▶ _Passage_
···
19 Cl. Ct. 198

Benton C. CAVIN, et al., Plaintiffs, v. The UNITED STATES, Defendant.

No. 609-86L.

United States Claims Court.

Dec. 29, 1989.

*199Benton C. Cavin, Pleasant Hill, Cal., pro se. and for plaintiffs.

Bernard M. Sisson, with whom was Patricia N. Young, Land and Natural Resources Div., U.S. Dept. of Justice, Washington, D.C., for defendant.

OPINION

SMITH, Chief Judge.

Plaintiffs1 seek review of the Interior Board of Land Appeals’ (IBLA) denial of their application for attorney fees and costs under the Equal Access to Justice Act, 5 U.S.C. § 504 (1982) (EAJA), in connection with their successful patent application before the IBLA. Defendant has moved to dismiss the complaint under RUSCC 12(b)(1), lack of subject matter jurisdiction, and RUSCC 12(b)(4), failure to state a claim upon which relief can be granted. For the reasons stated below, defendant’s motion to dismiss is granted.

FACTS2

Most of the facts underlying this dispute are set forth in detail in a related opinion also issued today, and need not be recounted here. Cavin v. United States, 19 Cl.Ct. 190, 192-93 (1989). For the purposes of this opinion, however, the following additional facts are relevant.

On February 17, 1976, Mr. Cavin filed an application for a patent under the Color of Title Act, 43 U.S.C. § 1068 (1982), with the Department of the Interior, seeking title to land at Soquel, California. Mr. Cavin and his family had been occupying and improving the Soquel tract since 1942. The IBLA, after two appeals, determined that a 93% equitable interest in the Soquel property had vested in the Cavins. Benton C. Cavin, 83 I.B.L.A. 107 (1984). The IBLA decision required Mr. Cavin to pay $7,390 (representing the remaining 7% interest in the land), which Mr. Cavin paid “under protest.” A patent was subsequently issued, and for the first time, the Cavins held legal title to the Soquel property.

Mr. Cavin then filed an application for attorneys’ fees and expenses under the Equal Access to Justice Act, 5 U.S.C. § 504. Administrative Judge Burski denied Mr. Cavin’s application, holding that the patent proceeding did not constitute an “adversary adjudication” within the meaning of section 554 of the Administrative Procedure Act, and that the Department of the Interior had interpreted the EAJA to exclude all proceedings except those required by statute under section 554. Benton C. Cavin, 93 I.B.L.A. 211 (1986). Mr. Cavin’s petition for reconsideration was denied by Administrative Judge Burski.

DISCUSSION

Defendant first argues that the court lacks jurisdiction over plaintiffs’ claims, for three reasons: (i) there was no in-court adversary adjudication within the *200meaning of 28 U.S.C. § 2412;3 (ii) the Claims Court cannot review IBLA decisions; and (iii) plaintiffs’ claim is not encompassed by the Claims Court’s statutory grant of jurisdiction under the Tucker Act, 28 U.S.C. § 1491. Defendant’s arguments raise a number of complex and novel questions relating to the Administrative Procedure Act, 5 U.S.C. §§ 551-559, 701-706, as well as the Tucker Act, 28 U.S.C. § 1491. However, the court will reach none of these questions, since the EAJA does not even apply to the present case. Assuming the court has jurisdiction to hear an appeal from an agency’s denial of an application for attorneys’ fees and costs under the EAJA,4 plaintiffs fail to state a claim upon which relief can be granted.
···
▶ _Aim A_
Which people does the opinion name? List each of them once.
···
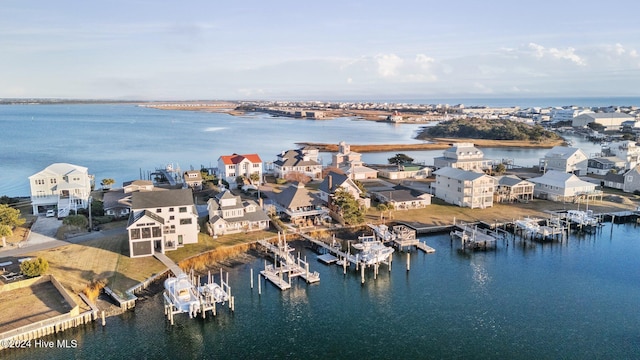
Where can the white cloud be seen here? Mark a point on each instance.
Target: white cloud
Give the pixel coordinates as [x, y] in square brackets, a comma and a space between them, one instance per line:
[388, 64]
[541, 52]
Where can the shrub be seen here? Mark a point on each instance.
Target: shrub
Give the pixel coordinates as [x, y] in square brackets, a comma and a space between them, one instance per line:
[93, 290]
[76, 220]
[33, 268]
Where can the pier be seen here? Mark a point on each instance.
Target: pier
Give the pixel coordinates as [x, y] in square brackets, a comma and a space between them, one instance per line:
[473, 237]
[401, 236]
[365, 259]
[185, 293]
[285, 266]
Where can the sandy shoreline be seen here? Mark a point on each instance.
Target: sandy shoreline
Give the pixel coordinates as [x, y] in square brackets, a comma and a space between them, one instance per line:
[436, 144]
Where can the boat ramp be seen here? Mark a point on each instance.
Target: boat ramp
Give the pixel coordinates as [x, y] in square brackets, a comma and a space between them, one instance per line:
[285, 265]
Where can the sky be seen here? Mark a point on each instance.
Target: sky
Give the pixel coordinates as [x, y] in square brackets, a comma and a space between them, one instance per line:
[320, 50]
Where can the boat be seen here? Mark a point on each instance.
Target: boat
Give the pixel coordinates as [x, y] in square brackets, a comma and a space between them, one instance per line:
[585, 218]
[181, 293]
[372, 251]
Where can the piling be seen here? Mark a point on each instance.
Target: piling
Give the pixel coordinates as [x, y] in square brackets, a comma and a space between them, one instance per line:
[408, 261]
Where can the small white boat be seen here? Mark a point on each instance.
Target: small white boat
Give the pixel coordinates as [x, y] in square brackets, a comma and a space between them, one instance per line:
[372, 251]
[182, 293]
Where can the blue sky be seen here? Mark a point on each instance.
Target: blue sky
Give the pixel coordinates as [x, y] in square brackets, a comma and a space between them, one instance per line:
[318, 50]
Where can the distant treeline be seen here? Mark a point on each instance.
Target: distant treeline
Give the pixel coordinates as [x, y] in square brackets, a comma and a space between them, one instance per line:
[491, 129]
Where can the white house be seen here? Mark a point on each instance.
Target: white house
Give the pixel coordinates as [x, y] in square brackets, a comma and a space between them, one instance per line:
[161, 221]
[464, 156]
[632, 180]
[561, 186]
[511, 188]
[63, 186]
[565, 159]
[405, 198]
[610, 121]
[604, 165]
[627, 150]
[299, 204]
[464, 188]
[303, 160]
[350, 163]
[232, 166]
[229, 214]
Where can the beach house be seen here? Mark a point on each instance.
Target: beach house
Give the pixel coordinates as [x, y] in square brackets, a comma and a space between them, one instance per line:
[350, 163]
[565, 159]
[230, 214]
[562, 186]
[230, 167]
[61, 186]
[464, 188]
[161, 221]
[464, 156]
[304, 160]
[511, 188]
···
▶ _Aim B_
Which lines of the records contain the string "piling", with case counting? Report each such line in full.

▶ _Right answer A_
Benton C. Cavin
Bernard M. Sisson
Patricia N. Young
Smith (Chief Judge)
Burski (Administrative Judge)

▶ _Right answer B_
Where can the piling be seen here? Mark a point on each instance.
Target: piling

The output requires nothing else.